> _INSTRUCTIONS FOR THE TASK_:
Arrange the records below as a numbered list, starting at the first line and ending at the line that contains "(1300, 569)". Skip blank lines and leave the pictures out.

+++ MATERIAL SHOWN +++

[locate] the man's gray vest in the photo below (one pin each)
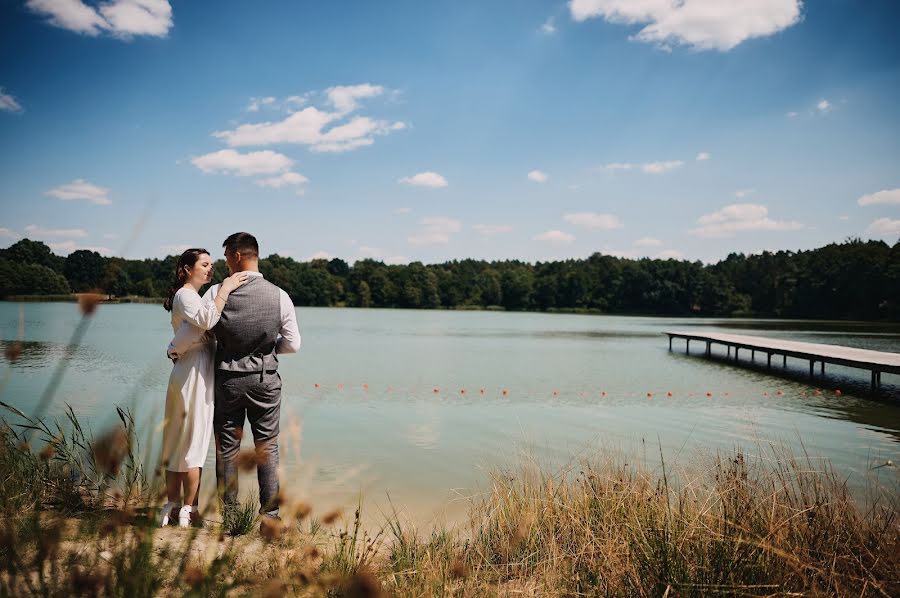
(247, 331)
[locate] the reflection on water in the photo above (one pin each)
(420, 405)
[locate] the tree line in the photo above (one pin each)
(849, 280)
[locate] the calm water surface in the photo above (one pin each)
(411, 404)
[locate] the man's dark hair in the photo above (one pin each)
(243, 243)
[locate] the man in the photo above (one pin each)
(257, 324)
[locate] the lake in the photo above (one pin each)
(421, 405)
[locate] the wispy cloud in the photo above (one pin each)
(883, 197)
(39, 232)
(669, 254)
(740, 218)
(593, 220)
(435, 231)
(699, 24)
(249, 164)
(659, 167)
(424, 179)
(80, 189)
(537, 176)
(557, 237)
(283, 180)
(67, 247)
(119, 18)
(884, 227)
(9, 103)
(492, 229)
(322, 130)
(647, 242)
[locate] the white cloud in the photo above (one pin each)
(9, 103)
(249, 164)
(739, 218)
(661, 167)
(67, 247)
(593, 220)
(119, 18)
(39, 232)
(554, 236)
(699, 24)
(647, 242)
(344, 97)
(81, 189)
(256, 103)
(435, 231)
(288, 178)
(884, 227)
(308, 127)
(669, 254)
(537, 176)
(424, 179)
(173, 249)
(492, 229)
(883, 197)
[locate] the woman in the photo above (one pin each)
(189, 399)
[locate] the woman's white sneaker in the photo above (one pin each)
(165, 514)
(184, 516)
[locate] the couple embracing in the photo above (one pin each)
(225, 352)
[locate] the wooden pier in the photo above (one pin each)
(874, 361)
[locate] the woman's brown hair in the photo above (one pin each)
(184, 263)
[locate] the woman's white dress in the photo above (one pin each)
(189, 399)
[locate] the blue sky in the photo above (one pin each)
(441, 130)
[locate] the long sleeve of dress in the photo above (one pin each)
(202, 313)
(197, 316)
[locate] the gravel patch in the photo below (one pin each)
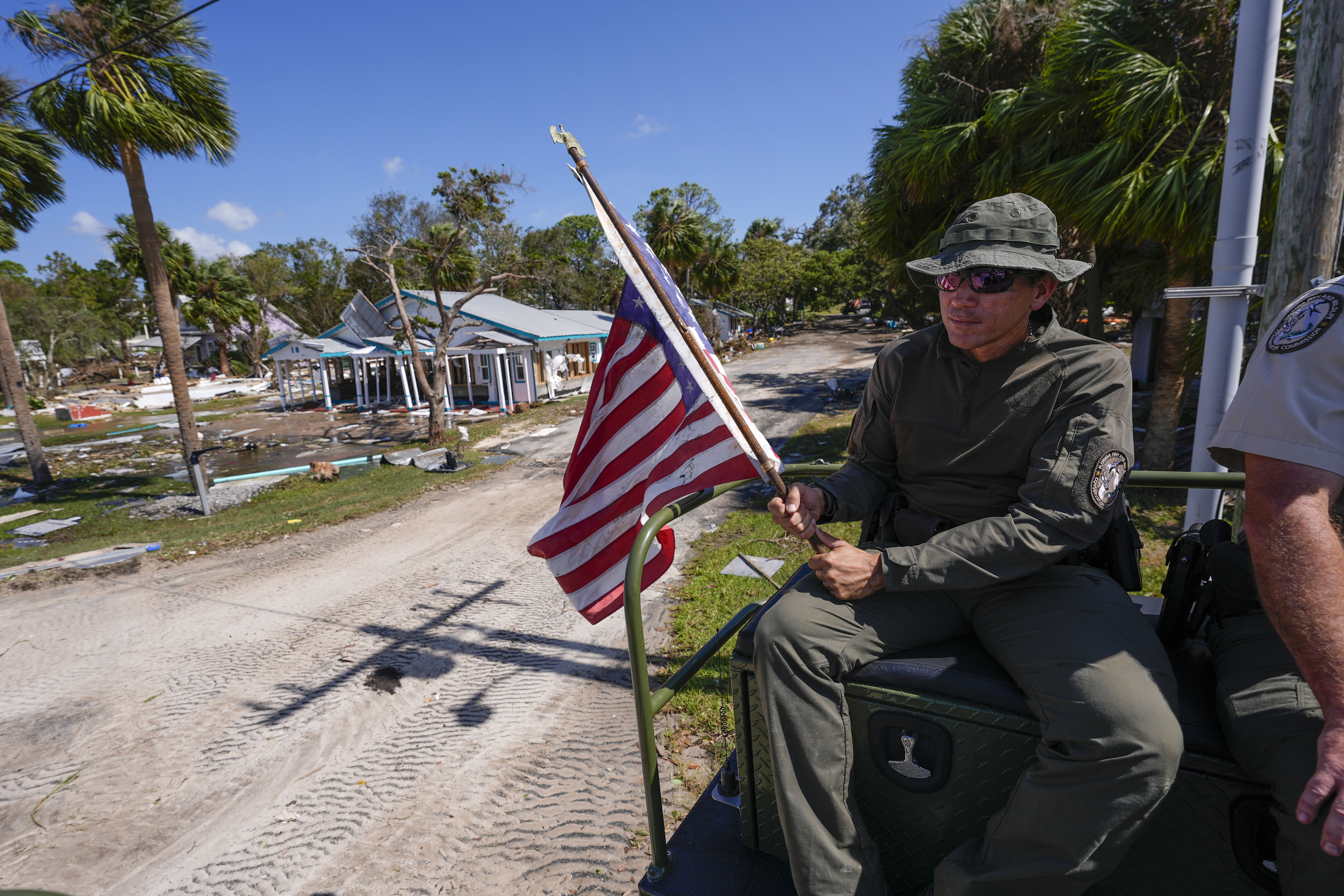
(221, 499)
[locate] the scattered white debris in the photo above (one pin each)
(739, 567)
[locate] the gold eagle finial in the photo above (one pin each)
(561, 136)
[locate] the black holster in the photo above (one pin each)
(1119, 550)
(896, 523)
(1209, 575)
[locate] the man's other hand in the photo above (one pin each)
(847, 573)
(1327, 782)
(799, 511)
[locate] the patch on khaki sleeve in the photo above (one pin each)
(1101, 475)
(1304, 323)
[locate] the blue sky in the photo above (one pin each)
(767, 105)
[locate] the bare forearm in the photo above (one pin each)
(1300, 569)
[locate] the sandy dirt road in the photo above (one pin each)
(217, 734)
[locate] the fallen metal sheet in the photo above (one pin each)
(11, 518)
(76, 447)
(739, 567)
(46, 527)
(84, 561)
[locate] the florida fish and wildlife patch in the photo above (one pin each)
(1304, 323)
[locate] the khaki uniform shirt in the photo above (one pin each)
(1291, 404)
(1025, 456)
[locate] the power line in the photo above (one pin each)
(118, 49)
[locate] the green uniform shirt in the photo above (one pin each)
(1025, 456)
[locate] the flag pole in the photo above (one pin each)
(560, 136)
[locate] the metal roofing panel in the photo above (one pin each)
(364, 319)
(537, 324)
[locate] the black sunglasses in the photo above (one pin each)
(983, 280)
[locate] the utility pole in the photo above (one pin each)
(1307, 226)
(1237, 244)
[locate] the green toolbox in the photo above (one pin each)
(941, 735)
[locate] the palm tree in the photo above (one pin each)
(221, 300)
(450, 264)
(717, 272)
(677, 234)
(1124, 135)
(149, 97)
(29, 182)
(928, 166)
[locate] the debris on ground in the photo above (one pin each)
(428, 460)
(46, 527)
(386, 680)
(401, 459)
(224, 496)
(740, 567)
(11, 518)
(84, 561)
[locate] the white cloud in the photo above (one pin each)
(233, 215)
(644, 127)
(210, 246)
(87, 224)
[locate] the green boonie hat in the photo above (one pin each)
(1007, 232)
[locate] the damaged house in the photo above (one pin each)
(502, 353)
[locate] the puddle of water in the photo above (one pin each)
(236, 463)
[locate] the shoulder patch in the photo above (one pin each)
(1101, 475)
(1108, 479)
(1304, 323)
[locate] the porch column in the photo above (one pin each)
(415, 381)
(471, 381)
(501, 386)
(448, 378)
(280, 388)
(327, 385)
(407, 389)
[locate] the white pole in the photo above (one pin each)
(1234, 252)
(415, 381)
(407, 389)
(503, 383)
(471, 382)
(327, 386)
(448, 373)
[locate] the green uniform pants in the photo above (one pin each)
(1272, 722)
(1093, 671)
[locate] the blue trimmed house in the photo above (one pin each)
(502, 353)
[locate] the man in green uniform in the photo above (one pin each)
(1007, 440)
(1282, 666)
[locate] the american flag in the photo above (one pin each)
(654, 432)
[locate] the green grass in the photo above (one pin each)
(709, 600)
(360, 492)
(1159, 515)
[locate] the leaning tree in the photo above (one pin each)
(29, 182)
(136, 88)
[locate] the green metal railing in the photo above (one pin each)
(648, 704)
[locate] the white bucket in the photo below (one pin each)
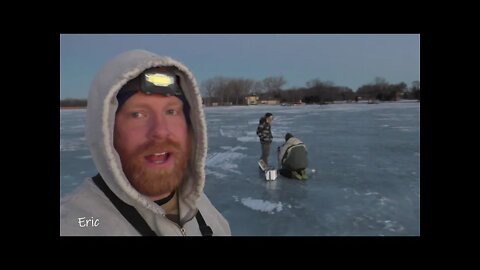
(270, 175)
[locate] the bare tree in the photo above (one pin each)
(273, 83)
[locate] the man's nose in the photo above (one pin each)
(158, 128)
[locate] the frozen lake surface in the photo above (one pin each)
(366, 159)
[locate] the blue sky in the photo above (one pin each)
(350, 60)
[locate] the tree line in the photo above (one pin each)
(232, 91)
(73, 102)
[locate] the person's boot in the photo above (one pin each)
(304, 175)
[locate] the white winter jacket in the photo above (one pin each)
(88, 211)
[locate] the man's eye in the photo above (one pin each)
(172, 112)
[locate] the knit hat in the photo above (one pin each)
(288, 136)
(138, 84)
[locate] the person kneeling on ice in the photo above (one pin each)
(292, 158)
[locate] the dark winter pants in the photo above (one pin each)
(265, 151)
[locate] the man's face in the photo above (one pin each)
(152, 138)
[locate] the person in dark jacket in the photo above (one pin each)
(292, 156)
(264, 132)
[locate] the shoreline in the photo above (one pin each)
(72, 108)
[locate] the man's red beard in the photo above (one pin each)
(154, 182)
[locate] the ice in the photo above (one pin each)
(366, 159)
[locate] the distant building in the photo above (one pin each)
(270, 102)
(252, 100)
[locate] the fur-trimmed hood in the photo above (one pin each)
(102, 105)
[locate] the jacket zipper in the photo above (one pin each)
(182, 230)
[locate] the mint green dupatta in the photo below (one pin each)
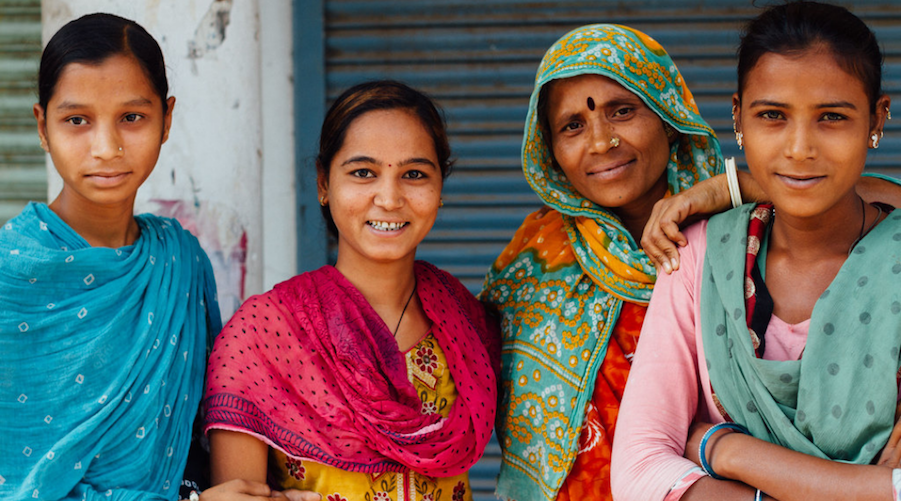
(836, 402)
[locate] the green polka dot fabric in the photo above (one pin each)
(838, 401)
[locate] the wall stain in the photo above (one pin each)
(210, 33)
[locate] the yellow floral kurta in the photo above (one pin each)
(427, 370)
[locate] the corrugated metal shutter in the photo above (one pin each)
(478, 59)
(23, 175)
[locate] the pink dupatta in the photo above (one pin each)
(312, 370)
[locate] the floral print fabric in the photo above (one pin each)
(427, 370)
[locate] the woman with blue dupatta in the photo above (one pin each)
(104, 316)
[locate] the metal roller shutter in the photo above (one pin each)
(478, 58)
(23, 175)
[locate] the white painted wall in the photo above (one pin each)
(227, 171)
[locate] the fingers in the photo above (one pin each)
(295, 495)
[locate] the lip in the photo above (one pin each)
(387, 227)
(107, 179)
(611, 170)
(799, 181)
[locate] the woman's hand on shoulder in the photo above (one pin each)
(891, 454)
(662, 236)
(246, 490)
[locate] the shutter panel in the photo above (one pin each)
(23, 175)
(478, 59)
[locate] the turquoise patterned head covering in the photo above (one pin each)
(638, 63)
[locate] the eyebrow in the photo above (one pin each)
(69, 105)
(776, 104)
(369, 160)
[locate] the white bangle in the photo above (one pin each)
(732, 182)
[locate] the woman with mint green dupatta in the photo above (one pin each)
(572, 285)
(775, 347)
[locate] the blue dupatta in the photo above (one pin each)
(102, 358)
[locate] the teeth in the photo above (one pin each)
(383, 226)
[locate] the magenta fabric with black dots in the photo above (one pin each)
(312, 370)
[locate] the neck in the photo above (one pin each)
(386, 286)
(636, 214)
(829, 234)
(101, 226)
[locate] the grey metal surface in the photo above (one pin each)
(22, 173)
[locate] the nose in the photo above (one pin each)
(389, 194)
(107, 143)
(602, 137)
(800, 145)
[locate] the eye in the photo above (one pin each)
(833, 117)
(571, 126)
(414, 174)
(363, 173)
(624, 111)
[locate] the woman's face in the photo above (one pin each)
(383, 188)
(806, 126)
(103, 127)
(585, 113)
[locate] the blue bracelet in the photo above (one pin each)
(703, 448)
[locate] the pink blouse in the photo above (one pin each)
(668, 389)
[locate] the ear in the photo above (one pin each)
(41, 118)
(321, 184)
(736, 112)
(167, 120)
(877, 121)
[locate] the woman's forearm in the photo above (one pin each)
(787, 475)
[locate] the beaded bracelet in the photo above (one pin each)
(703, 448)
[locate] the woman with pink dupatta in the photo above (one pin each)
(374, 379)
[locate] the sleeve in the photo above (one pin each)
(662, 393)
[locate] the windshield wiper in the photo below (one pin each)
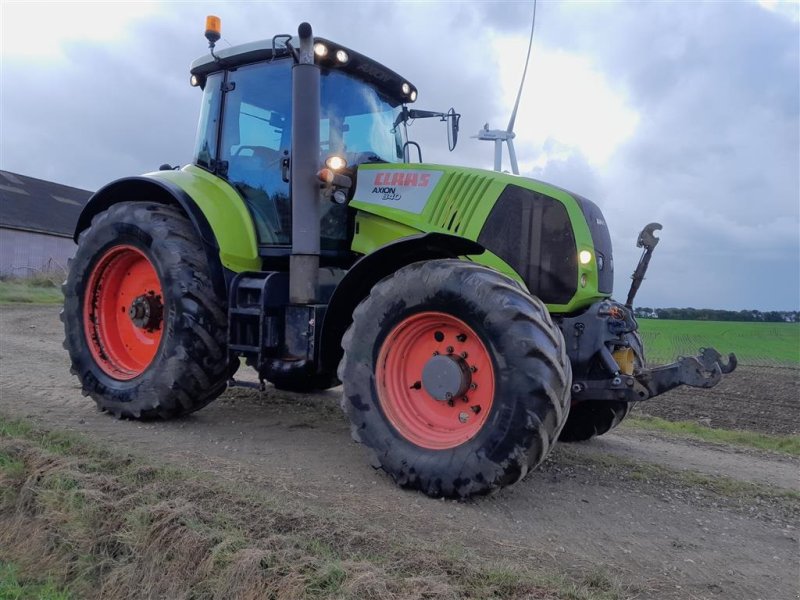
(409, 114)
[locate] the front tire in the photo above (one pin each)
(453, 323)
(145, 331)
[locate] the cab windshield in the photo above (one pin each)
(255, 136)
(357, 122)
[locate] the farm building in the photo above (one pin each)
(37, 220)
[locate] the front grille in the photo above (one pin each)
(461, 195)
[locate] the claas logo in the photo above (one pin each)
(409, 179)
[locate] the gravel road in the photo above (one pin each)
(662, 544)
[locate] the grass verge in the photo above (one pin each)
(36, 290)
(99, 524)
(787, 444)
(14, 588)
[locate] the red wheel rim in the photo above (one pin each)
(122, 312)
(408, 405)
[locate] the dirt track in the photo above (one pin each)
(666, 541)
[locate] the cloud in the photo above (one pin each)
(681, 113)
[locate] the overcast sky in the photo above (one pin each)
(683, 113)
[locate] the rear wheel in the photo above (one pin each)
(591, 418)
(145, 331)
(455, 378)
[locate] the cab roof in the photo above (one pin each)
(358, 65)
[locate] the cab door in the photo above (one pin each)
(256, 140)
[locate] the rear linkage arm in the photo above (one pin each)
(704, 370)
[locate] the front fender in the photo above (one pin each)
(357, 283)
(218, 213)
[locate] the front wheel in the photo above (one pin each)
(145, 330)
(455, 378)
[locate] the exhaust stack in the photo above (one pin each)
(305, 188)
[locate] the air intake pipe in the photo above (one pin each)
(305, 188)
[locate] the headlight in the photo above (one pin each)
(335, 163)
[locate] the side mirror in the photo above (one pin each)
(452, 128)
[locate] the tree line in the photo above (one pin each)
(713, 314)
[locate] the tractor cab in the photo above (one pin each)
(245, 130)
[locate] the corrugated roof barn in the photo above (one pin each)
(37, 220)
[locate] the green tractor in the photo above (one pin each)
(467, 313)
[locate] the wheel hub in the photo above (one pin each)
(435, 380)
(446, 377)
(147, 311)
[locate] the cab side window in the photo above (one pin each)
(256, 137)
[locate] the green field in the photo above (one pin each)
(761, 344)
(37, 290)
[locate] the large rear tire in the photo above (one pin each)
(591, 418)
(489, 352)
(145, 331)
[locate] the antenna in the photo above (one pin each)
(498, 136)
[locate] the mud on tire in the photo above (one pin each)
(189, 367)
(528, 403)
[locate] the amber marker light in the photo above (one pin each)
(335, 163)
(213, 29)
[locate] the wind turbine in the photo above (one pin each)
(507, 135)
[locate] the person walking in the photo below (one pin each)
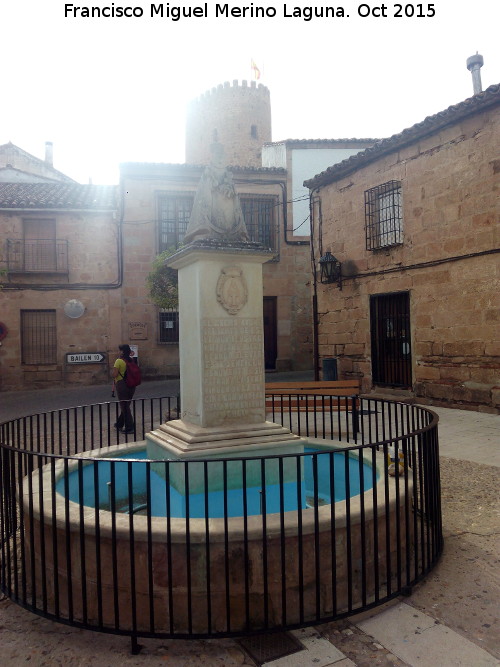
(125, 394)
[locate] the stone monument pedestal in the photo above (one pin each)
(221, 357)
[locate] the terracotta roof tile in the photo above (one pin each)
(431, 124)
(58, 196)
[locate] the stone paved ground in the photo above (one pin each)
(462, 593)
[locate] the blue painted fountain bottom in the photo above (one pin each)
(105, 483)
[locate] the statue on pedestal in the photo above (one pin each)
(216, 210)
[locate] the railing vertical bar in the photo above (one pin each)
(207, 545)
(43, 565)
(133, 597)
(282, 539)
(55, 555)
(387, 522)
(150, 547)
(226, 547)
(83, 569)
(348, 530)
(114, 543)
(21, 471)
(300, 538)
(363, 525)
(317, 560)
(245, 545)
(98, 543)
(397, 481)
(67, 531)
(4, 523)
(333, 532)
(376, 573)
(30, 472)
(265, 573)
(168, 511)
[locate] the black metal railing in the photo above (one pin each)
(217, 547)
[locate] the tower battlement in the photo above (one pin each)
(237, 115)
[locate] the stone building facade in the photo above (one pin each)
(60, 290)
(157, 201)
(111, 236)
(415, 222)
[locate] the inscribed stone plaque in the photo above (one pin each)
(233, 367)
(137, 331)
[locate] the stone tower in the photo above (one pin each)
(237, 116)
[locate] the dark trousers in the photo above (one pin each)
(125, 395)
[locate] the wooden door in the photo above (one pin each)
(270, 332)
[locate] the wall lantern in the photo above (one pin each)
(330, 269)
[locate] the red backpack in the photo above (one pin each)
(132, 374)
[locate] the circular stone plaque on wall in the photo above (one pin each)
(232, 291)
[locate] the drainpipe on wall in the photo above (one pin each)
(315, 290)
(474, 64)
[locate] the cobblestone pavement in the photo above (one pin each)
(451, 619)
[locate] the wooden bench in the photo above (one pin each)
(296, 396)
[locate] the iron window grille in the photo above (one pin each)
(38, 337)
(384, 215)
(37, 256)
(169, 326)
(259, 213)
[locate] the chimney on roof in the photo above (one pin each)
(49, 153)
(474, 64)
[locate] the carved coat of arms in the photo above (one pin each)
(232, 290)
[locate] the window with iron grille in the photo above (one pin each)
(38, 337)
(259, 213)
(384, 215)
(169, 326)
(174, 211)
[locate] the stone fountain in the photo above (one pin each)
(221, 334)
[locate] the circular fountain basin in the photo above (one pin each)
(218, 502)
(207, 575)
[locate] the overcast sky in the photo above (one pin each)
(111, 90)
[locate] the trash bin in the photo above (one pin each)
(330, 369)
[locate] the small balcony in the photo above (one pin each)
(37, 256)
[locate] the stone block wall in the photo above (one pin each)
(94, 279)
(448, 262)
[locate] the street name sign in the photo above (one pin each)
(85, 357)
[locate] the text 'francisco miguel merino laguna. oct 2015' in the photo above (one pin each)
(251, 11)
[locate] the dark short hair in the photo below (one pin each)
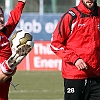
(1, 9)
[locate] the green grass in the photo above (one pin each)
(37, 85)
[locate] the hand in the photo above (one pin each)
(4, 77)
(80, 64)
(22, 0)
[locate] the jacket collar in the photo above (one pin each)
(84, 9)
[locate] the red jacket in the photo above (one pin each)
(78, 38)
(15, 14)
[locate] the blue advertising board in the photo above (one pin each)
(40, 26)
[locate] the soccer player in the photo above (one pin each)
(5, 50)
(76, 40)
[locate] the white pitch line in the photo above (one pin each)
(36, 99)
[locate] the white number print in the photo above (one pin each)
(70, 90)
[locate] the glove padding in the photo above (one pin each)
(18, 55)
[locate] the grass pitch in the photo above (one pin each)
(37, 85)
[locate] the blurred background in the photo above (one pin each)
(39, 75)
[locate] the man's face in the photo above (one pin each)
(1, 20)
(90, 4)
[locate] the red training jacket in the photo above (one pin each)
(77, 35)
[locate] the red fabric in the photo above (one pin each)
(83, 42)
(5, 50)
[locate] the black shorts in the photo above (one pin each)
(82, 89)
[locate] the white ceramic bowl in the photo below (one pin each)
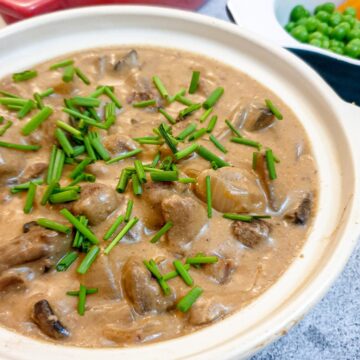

+++

> _SOLUTION_:
1. [locate] the man's gray vest in the photo below (one pin each)
2. (247, 331)
3. [locate] the reflection on water in the photo above (one pin each)
4. (420, 405)
5. [locate] the tree line in the photo above (one pin each)
6. (849, 280)
7. [locate] the calm water surface in the photo above (one pin each)
8. (411, 404)
9. [locate] the man's dark hair in the photo above (one pin each)
10. (243, 243)
11. [locate] the man in the photo above (one pin each)
12. (257, 324)
13. [locate] the lake in the photo above (one pin each)
14. (421, 405)
15. [locate] the wispy cloud in the photo above (one pin each)
16. (883, 197)
17. (39, 232)
18. (669, 254)
19. (740, 218)
20. (593, 220)
21. (435, 231)
22. (699, 24)
23. (249, 164)
24. (659, 167)
25. (424, 179)
26. (80, 189)
27. (537, 176)
28. (557, 237)
29. (283, 180)
30. (67, 247)
31. (119, 18)
32. (884, 227)
33. (9, 103)
34. (492, 229)
35. (322, 130)
36. (647, 242)
37. [locate] the white cloud in the photo above (one pin each)
38. (9, 103)
39. (249, 164)
40. (739, 218)
41. (661, 167)
42. (67, 247)
43. (593, 220)
44. (119, 18)
45. (39, 232)
46. (554, 236)
47. (699, 24)
48. (647, 242)
49. (344, 97)
50. (81, 189)
51. (256, 103)
52. (435, 231)
53. (288, 178)
54. (884, 227)
55. (308, 127)
56. (669, 254)
57. (537, 176)
58. (424, 179)
59. (173, 249)
60. (492, 229)
61. (883, 197)
62. [locate] the woman in the photo above (one pin each)
63. (189, 399)
64. [locate] the woman's white sneaker in the photo above (one pin each)
65. (165, 514)
66. (184, 516)
67. [locate] the couple embracing in the photo above (one pin each)
68. (225, 352)
69. [locate] the wooden pier in the photo above (one pin each)
70. (874, 361)
71. [locate] the woman's brown hair in the photo above (one pin each)
72. (184, 263)
73. [locate] the woman's white dress in the photo above (one pin each)
74. (189, 399)
75. [locate] the blue sky in the photo above (one pin each)
76. (441, 130)
77. [locate] the long sleeve of dress in the photo above (one pin each)
78. (202, 313)
79. (197, 316)
80. [locate] the gravel patch in the photo below (one pin each)
81. (221, 499)
82. [locate] the scattered white debris in the photo above (one pin each)
83. (739, 567)
84. [locate] the gold eagle finial in the photo above (one pin each)
85. (561, 136)
86. [locate] the black holster in the photo above (one pin each)
87. (1119, 550)
88. (896, 523)
89. (1209, 575)
90. [locate] the man's other hand in the photo above (one pin each)
91. (847, 573)
92. (1327, 782)
93. (799, 511)
94. [locate] the patch on khaki sleeve in the photo above (one pin each)
95. (1101, 475)
96. (1304, 323)
97. [locate] the blue sky in the photo above (one pin each)
98. (767, 105)
99. [locate] the bare forearm in the photo above (one pin each)
100. (1300, 569)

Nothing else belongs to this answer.